WORK TO BE COMPLETED ::
Pick out every line of the data below that contains the string "clock". Case counts.

ROWS ::
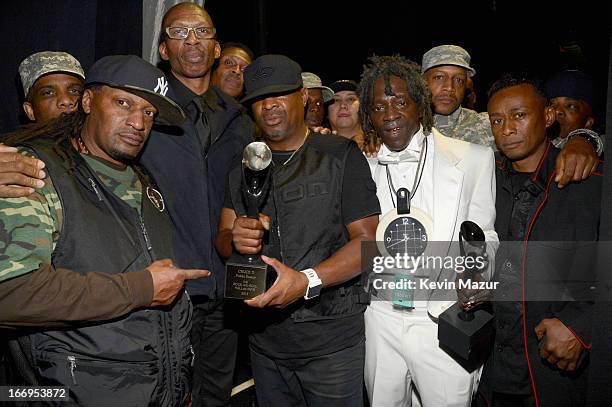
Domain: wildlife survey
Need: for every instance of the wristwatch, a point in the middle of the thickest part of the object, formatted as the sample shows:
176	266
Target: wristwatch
591	136
314	284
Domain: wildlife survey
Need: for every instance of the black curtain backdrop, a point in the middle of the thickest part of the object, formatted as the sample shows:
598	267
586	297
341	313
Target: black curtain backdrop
88	29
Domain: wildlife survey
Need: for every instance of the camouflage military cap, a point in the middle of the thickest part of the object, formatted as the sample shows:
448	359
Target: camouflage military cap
41	63
312	81
447	55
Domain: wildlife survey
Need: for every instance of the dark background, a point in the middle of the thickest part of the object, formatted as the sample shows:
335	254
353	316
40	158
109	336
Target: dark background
330	38
334	38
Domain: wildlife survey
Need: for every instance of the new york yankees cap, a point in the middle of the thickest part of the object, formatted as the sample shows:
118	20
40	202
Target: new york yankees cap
135	75
271	74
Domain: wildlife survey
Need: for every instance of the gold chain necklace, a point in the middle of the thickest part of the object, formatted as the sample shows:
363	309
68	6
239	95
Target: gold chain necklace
82	147
298	149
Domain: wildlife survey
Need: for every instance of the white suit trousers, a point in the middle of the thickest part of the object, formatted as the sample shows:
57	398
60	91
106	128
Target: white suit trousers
402	353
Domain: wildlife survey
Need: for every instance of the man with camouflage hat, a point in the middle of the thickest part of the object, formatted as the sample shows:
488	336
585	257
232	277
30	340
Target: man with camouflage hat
318	95
90	252
52	84
446	69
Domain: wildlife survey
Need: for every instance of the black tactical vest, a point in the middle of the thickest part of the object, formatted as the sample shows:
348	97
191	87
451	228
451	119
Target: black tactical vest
143	358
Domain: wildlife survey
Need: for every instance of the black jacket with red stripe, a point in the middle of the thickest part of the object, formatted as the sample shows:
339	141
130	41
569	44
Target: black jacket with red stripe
543	266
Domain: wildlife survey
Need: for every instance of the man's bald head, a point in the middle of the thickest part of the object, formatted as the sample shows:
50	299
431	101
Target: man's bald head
182	7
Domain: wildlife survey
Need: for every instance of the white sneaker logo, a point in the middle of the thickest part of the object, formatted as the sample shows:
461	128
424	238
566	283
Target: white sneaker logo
162	86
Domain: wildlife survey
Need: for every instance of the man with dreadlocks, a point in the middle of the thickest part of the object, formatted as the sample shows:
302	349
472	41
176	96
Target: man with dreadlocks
449	181
85	254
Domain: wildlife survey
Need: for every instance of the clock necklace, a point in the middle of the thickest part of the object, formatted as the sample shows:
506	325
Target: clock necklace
404	230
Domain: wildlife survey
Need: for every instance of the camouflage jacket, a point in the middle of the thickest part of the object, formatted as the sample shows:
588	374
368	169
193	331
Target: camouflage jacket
30	226
468	125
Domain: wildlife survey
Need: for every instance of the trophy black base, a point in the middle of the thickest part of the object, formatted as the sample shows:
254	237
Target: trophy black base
468	341
245	277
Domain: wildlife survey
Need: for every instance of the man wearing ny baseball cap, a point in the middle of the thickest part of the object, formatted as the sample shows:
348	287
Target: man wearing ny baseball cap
52	84
97	263
307	330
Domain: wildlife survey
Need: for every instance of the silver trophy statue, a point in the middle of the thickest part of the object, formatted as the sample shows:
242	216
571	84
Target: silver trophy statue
246	275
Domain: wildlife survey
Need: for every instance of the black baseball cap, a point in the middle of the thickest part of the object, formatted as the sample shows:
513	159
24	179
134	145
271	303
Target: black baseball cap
270	74
344	84
135	75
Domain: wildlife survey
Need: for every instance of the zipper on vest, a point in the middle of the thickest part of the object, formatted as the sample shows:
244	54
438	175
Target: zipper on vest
95	187
72	363
145	234
169	364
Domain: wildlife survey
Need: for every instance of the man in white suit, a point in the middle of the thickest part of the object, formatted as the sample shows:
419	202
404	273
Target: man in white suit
449	181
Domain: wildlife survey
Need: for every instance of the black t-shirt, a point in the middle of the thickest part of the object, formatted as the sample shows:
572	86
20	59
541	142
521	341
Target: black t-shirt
273	332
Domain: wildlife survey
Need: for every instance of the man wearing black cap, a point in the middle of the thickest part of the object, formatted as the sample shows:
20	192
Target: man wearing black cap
307	338
570	94
91	250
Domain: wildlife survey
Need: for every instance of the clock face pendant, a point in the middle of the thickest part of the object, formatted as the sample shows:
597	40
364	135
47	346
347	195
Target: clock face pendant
405	234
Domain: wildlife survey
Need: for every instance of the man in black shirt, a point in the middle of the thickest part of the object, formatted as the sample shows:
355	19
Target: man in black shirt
541	313
191	166
307	338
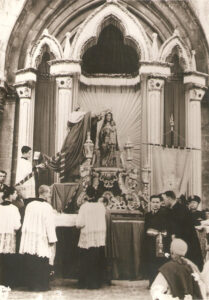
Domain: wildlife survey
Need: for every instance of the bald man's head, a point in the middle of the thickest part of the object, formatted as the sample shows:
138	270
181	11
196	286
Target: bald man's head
44	192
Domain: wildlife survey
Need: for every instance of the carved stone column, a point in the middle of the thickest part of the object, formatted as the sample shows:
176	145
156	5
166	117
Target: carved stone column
155	110
195	83
24	84
3	93
193	137
64	107
152	75
25	132
66	73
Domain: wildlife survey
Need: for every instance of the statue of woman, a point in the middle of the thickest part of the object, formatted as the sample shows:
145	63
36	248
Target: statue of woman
108	144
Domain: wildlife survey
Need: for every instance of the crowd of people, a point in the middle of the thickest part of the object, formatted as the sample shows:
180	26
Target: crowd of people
174	262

EXERCISE ANSWER ::
Need: for every instance of the clock necklace, a point in the middle of the thickest part of the object, formatted as the sample shows:
Target: clock necklace
Need: for every instance of the clock face pendant, a point in the middle of the thickest part of the object, formatted as the sample shows:
Target: clock face pendant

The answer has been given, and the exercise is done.